▶ [ASSIGNMENT] From the first line of the entries below through the line holding "Target: firefighter glove", write out every line exactly, please, and leave out the pictures.

▶ [DATASET CONTENT]
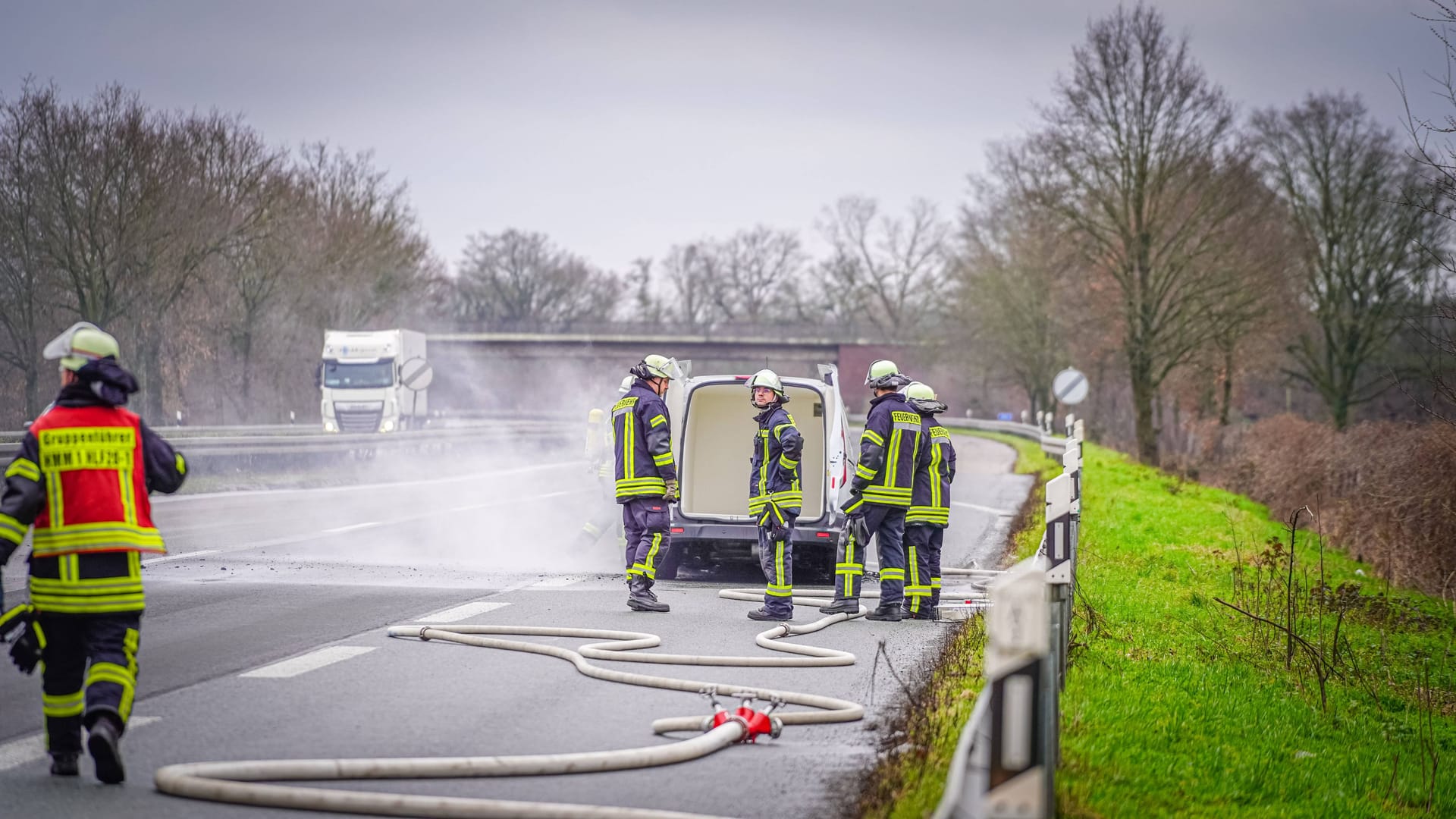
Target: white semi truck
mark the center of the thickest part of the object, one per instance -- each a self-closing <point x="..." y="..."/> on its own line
<point x="373" y="381"/>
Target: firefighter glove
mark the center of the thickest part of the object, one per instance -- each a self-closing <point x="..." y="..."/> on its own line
<point x="25" y="653"/>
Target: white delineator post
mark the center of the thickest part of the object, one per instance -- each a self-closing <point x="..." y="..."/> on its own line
<point x="1018" y="767"/>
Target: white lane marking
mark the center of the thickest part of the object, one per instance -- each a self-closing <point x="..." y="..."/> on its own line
<point x="309" y="662"/>
<point x="353" y="526"/>
<point x="31" y="748"/>
<point x="462" y="613"/>
<point x="494" y="503"/>
<point x="184" y="556"/>
<point x="554" y="582"/>
<point x="979" y="507"/>
<point x="364" y="487"/>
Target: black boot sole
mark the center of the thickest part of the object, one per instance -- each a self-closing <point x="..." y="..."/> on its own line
<point x="108" y="760"/>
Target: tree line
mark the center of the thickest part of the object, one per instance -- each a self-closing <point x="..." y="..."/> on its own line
<point x="1197" y="261"/>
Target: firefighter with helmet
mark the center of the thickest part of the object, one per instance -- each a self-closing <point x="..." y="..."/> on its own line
<point x="775" y="493"/>
<point x="645" y="475"/>
<point x="601" y="464"/>
<point x="880" y="496"/>
<point x="82" y="479"/>
<point x="929" y="506"/>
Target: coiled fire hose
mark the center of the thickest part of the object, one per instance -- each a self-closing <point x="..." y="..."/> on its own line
<point x="248" y="781"/>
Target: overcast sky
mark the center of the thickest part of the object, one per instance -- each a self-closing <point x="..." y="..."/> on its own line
<point x="620" y="129"/>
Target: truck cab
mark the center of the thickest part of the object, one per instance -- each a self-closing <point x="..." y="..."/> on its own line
<point x="373" y="381"/>
<point x="714" y="431"/>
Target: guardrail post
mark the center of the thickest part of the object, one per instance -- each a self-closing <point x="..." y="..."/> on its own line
<point x="1019" y="760"/>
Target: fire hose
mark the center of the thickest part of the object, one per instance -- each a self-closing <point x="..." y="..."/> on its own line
<point x="248" y="781"/>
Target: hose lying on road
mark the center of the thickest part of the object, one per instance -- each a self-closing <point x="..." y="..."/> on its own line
<point x="245" y="783"/>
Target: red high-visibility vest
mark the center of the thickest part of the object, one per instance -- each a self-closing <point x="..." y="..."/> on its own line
<point x="95" y="479"/>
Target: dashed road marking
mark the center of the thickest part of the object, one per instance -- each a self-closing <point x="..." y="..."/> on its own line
<point x="353" y="526"/>
<point x="309" y="662"/>
<point x="462" y="613"/>
<point x="184" y="556"/>
<point x="979" y="507"/>
<point x="31" y="748"/>
<point x="554" y="582"/>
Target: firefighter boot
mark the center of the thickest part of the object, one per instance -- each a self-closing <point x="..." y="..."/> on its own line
<point x="842" y="605"/>
<point x="639" y="601"/>
<point x="889" y="613"/>
<point x="66" y="764"/>
<point x="104" y="744"/>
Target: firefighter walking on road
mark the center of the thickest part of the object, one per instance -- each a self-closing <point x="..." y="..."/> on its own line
<point x="601" y="463"/>
<point x="647" y="475"/>
<point x="929" y="506"/>
<point x="82" y="479"/>
<point x="880" y="496"/>
<point x="775" y="494"/>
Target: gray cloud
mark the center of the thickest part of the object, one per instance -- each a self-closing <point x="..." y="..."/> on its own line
<point x="623" y="127"/>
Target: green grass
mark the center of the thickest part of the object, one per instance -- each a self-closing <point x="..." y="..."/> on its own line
<point x="1178" y="706"/>
<point x="909" y="781"/>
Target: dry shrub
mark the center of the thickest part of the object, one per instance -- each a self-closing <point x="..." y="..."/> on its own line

▶ [COMPLETED EXERCISE]
Target: white semi truck
mark the center of the thickest part of the object, one per instance -- each a self-closing <point x="..." y="..."/> on its own line
<point x="373" y="381"/>
Target: firefighter glove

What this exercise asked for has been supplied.